┌─ Exercise inputs

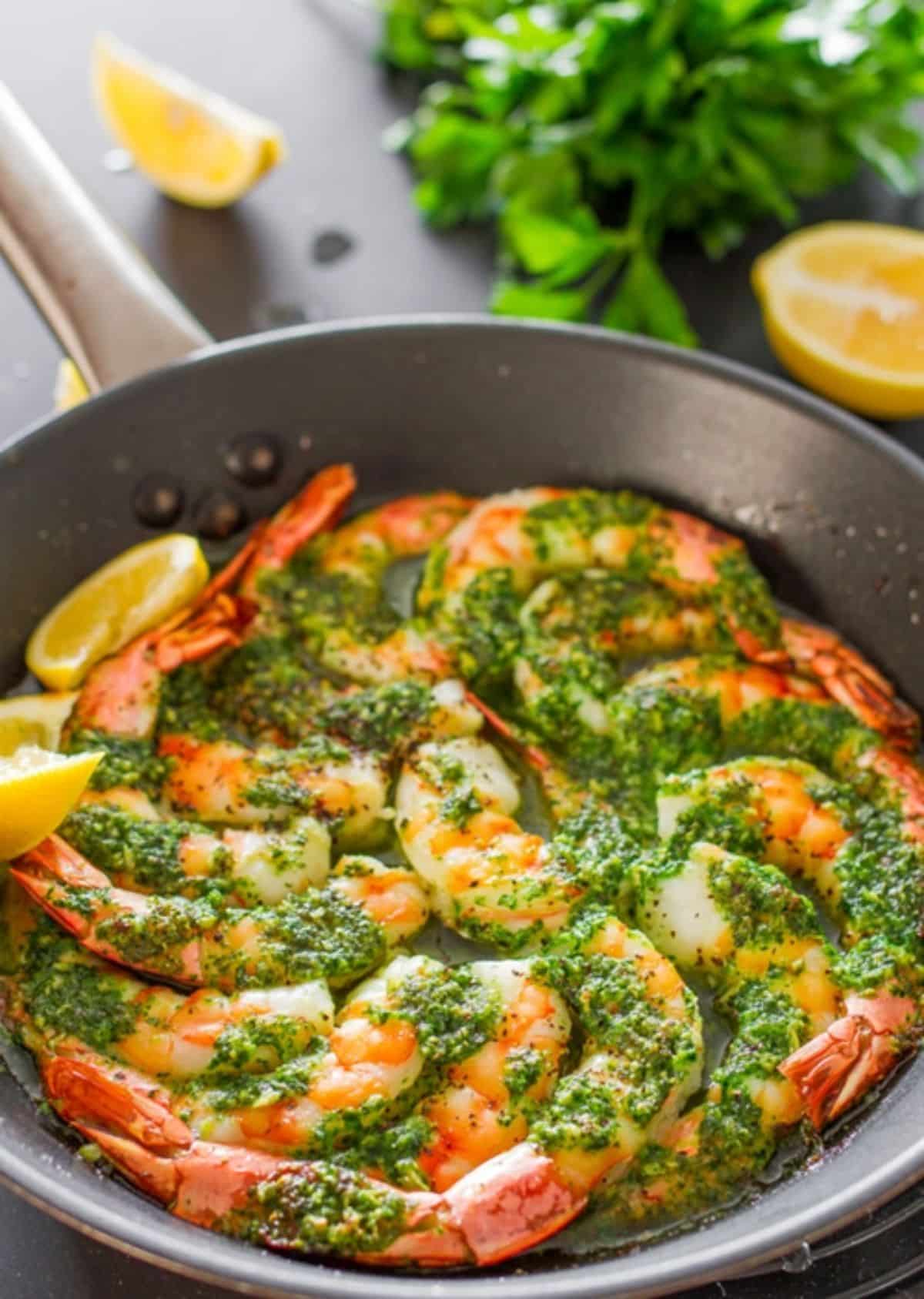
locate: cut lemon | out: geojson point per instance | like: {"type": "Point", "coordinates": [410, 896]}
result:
{"type": "Point", "coordinates": [34, 720]}
{"type": "Point", "coordinates": [844, 311]}
{"type": "Point", "coordinates": [139, 589]}
{"type": "Point", "coordinates": [196, 147]}
{"type": "Point", "coordinates": [69, 386]}
{"type": "Point", "coordinates": [37, 792]}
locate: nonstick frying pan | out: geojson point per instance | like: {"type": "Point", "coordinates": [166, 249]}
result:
{"type": "Point", "coordinates": [833, 511]}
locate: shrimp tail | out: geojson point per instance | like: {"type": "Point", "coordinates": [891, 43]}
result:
{"type": "Point", "coordinates": [77, 896]}
{"type": "Point", "coordinates": [219, 624]}
{"type": "Point", "coordinates": [837, 1066]}
{"type": "Point", "coordinates": [533, 755]}
{"type": "Point", "coordinates": [512, 1202]}
{"type": "Point", "coordinates": [903, 777]}
{"type": "Point", "coordinates": [86, 1086]}
{"type": "Point", "coordinates": [852, 681]}
{"type": "Point", "coordinates": [317, 507]}
{"type": "Point", "coordinates": [126, 1116]}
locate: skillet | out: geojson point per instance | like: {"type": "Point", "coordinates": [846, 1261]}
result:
{"type": "Point", "coordinates": [833, 512]}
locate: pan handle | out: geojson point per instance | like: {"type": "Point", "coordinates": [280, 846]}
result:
{"type": "Point", "coordinates": [105, 304]}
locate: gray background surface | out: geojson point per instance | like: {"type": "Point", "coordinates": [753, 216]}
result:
{"type": "Point", "coordinates": [306, 64]}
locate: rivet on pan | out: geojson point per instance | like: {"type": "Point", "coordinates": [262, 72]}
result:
{"type": "Point", "coordinates": [158, 501]}
{"type": "Point", "coordinates": [219, 514]}
{"type": "Point", "coordinates": [253, 459]}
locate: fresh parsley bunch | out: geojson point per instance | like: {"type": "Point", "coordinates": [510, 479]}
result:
{"type": "Point", "coordinates": [675, 115]}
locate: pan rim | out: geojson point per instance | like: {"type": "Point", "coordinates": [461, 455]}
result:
{"type": "Point", "coordinates": [258, 1272]}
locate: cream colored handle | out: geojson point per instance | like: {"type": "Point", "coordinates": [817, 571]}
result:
{"type": "Point", "coordinates": [109, 310]}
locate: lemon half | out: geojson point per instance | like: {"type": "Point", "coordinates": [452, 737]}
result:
{"type": "Point", "coordinates": [69, 386]}
{"type": "Point", "coordinates": [844, 311]}
{"type": "Point", "coordinates": [37, 792]}
{"type": "Point", "coordinates": [34, 720]}
{"type": "Point", "coordinates": [139, 589]}
{"type": "Point", "coordinates": [196, 147]}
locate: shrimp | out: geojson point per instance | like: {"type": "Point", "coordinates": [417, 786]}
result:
{"type": "Point", "coordinates": [755, 942]}
{"type": "Point", "coordinates": [152, 855]}
{"type": "Point", "coordinates": [691, 712]}
{"type": "Point", "coordinates": [196, 942]}
{"type": "Point", "coordinates": [228, 782]}
{"type": "Point", "coordinates": [370, 1060]}
{"type": "Point", "coordinates": [334, 598]}
{"type": "Point", "coordinates": [281, 1202]}
{"type": "Point", "coordinates": [865, 863]}
{"type": "Point", "coordinates": [641, 1062]}
{"type": "Point", "coordinates": [476, 580]}
{"type": "Point", "coordinates": [119, 705]}
{"type": "Point", "coordinates": [490, 1096]}
{"type": "Point", "coordinates": [812, 828]}
{"type": "Point", "coordinates": [489, 879]}
{"type": "Point", "coordinates": [753, 708]}
{"type": "Point", "coordinates": [480, 1086]}
{"type": "Point", "coordinates": [70, 1002]}
{"type": "Point", "coordinates": [120, 695]}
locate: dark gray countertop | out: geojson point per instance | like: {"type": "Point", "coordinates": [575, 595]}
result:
{"type": "Point", "coordinates": [306, 64]}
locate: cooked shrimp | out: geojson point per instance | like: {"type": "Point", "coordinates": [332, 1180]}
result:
{"type": "Point", "coordinates": [319, 933]}
{"type": "Point", "coordinates": [72, 1002]}
{"type": "Point", "coordinates": [283, 1204]}
{"type": "Point", "coordinates": [154, 855]}
{"type": "Point", "coordinates": [778, 714]}
{"type": "Point", "coordinates": [370, 1062]}
{"type": "Point", "coordinates": [865, 864]}
{"type": "Point", "coordinates": [489, 879]}
{"type": "Point", "coordinates": [234, 785]}
{"type": "Point", "coordinates": [755, 942]}
{"type": "Point", "coordinates": [491, 1095]}
{"type": "Point", "coordinates": [336, 601]}
{"type": "Point", "coordinates": [476, 580]}
{"type": "Point", "coordinates": [641, 1060]}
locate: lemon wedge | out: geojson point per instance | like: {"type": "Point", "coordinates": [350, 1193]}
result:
{"type": "Point", "coordinates": [139, 589]}
{"type": "Point", "coordinates": [844, 311]}
{"type": "Point", "coordinates": [34, 720]}
{"type": "Point", "coordinates": [37, 792]}
{"type": "Point", "coordinates": [196, 147]}
{"type": "Point", "coordinates": [69, 386]}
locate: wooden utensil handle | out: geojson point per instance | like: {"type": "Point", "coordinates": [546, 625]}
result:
{"type": "Point", "coordinates": [105, 304]}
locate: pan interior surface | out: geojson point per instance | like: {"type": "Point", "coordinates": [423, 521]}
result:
{"type": "Point", "coordinates": [832, 514]}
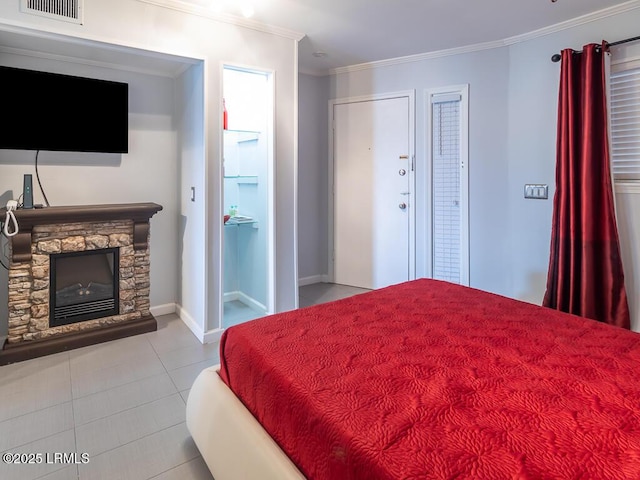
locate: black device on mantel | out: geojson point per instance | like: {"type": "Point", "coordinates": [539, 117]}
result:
{"type": "Point", "coordinates": [54, 112]}
{"type": "Point", "coordinates": [27, 191]}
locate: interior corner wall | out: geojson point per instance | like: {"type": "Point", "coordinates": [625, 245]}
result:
{"type": "Point", "coordinates": [313, 168]}
{"type": "Point", "coordinates": [533, 98]}
{"type": "Point", "coordinates": [146, 174]}
{"type": "Point", "coordinates": [487, 74]}
{"type": "Point", "coordinates": [191, 221]}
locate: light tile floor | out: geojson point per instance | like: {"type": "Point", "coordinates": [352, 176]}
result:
{"type": "Point", "coordinates": [121, 402]}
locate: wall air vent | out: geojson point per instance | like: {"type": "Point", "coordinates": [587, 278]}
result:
{"type": "Point", "coordinates": [65, 10]}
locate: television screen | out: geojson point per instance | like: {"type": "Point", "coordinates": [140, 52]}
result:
{"type": "Point", "coordinates": [47, 111]}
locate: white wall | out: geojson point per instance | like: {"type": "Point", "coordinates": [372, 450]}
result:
{"type": "Point", "coordinates": [487, 73]}
{"type": "Point", "coordinates": [513, 108]}
{"type": "Point", "coordinates": [192, 219]}
{"type": "Point", "coordinates": [146, 174]}
{"type": "Point", "coordinates": [312, 174]}
{"type": "Point", "coordinates": [533, 92]}
{"type": "Point", "coordinates": [130, 23]}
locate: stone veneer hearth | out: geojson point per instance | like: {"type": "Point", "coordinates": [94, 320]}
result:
{"type": "Point", "coordinates": [75, 229]}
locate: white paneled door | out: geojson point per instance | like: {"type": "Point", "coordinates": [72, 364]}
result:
{"type": "Point", "coordinates": [373, 201]}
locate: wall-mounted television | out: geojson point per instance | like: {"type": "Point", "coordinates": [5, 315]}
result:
{"type": "Point", "coordinates": [49, 111]}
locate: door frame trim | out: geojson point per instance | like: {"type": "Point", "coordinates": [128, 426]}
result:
{"type": "Point", "coordinates": [411, 96]}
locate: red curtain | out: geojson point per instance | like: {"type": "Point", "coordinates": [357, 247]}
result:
{"type": "Point", "coordinates": [585, 269]}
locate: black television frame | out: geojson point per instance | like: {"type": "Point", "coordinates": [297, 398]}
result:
{"type": "Point", "coordinates": [56, 112]}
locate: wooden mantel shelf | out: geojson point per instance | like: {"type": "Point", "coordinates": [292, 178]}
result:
{"type": "Point", "coordinates": [140, 213]}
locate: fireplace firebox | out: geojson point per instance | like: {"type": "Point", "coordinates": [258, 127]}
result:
{"type": "Point", "coordinates": [84, 286]}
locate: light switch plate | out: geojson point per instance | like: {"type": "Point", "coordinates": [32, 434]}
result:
{"type": "Point", "coordinates": [536, 190]}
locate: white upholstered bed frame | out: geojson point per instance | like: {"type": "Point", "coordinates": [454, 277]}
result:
{"type": "Point", "coordinates": [232, 442]}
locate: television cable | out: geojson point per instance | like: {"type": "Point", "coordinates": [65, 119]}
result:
{"type": "Point", "coordinates": [46, 201]}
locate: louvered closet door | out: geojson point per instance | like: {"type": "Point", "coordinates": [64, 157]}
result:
{"type": "Point", "coordinates": [449, 188]}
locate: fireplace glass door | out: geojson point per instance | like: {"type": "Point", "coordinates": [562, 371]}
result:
{"type": "Point", "coordinates": [84, 286]}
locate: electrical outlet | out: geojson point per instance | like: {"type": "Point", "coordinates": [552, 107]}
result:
{"type": "Point", "coordinates": [536, 190]}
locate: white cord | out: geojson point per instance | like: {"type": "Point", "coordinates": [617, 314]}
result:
{"type": "Point", "coordinates": [10, 218]}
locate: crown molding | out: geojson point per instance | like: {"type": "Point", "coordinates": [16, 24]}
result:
{"type": "Point", "coordinates": [191, 9]}
{"type": "Point", "coordinates": [418, 57]}
{"type": "Point", "coordinates": [574, 22]}
{"type": "Point", "coordinates": [180, 67]}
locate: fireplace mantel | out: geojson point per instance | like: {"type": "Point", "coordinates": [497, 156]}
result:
{"type": "Point", "coordinates": [46, 233]}
{"type": "Point", "coordinates": [140, 213]}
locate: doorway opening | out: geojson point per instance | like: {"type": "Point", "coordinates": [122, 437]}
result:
{"type": "Point", "coordinates": [371, 202]}
{"type": "Point", "coordinates": [248, 243]}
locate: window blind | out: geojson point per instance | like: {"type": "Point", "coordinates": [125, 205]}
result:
{"type": "Point", "coordinates": [625, 124]}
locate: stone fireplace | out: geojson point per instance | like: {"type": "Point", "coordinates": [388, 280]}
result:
{"type": "Point", "coordinates": [78, 276]}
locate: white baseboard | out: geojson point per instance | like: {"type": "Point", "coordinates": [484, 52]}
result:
{"type": "Point", "coordinates": [252, 303]}
{"type": "Point", "coordinates": [190, 322]}
{"type": "Point", "coordinates": [166, 309]}
{"type": "Point", "coordinates": [212, 336]}
{"type": "Point", "coordinates": [313, 279]}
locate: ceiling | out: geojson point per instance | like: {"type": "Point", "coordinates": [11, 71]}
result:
{"type": "Point", "coordinates": [351, 32]}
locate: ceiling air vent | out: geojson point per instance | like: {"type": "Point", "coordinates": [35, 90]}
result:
{"type": "Point", "coordinates": [66, 10]}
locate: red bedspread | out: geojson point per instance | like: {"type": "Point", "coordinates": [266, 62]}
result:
{"type": "Point", "coordinates": [432, 380]}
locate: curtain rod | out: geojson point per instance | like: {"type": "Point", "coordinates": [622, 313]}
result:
{"type": "Point", "coordinates": [556, 57]}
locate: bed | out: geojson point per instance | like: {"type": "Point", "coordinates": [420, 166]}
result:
{"type": "Point", "coordinates": [424, 379]}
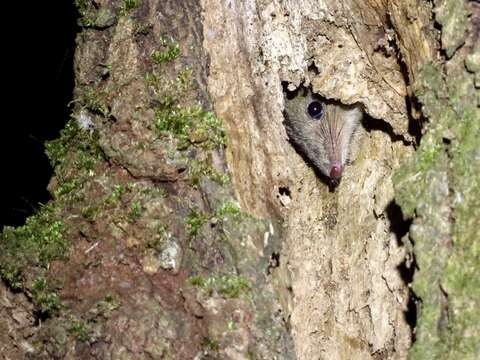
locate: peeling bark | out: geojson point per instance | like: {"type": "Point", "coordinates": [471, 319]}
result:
{"type": "Point", "coordinates": [158, 247]}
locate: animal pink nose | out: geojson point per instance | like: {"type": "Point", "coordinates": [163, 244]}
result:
{"type": "Point", "coordinates": [336, 171]}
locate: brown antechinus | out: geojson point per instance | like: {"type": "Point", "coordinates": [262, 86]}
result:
{"type": "Point", "coordinates": [324, 131]}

└─

**Problem description:**
The answer is each line from the entries above in which the word "fireplace" occurs.

**Task solution:**
locate: fireplace firebox | out: geojson point per instance | like: {"type": "Point", "coordinates": [258, 127]}
locate: fireplace glass door | out: geojson point per instance | like: {"type": "Point", "coordinates": [562, 371]}
locate: fireplace mantel | out: geojson point per instance | like: {"type": "Point", "coordinates": [497, 156]}
locate: stone fireplace | out: geojson point per instance | like: {"type": "Point", "coordinates": [388, 280]}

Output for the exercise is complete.